===== Data for the task =====
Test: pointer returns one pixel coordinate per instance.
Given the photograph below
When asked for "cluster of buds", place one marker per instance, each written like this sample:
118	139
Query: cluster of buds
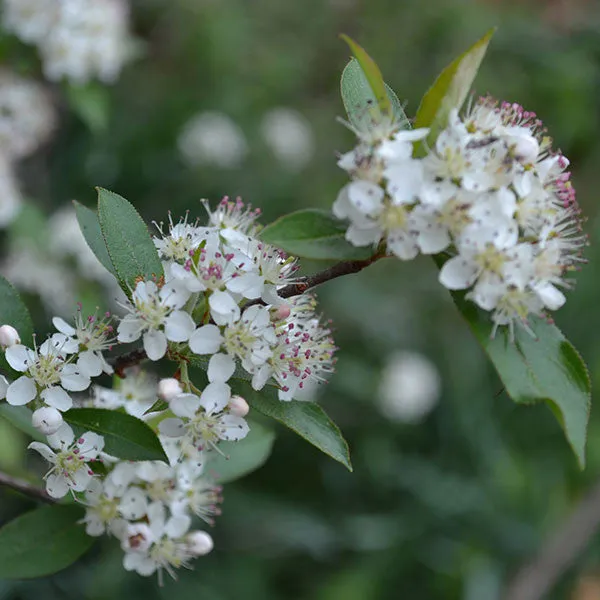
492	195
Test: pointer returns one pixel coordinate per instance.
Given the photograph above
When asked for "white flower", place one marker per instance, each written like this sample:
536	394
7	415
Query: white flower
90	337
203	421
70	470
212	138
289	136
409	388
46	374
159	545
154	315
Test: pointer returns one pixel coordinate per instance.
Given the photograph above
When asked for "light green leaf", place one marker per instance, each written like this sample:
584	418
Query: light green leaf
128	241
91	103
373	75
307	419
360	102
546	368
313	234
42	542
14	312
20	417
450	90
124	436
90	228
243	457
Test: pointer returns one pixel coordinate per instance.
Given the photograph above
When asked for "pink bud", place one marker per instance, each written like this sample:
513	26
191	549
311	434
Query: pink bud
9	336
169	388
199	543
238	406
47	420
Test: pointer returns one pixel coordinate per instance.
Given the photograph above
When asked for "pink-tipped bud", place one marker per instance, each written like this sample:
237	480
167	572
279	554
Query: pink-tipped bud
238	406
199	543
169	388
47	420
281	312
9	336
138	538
=====
===== Data for the task =====
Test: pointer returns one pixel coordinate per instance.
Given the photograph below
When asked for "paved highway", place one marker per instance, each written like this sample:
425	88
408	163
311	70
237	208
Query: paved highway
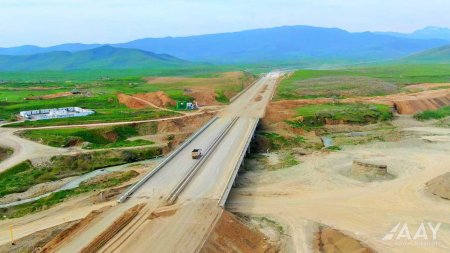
=====
===== Data for the task =====
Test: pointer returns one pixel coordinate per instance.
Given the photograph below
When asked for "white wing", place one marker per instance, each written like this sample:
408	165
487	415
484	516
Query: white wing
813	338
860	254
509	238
=====
• **Task objective**
Please list every line in the records above that contains the word "green".

• **Exercise answer**
When asked for "light green leaf", place one marker per instance, each written like this sample:
Query: light green leaf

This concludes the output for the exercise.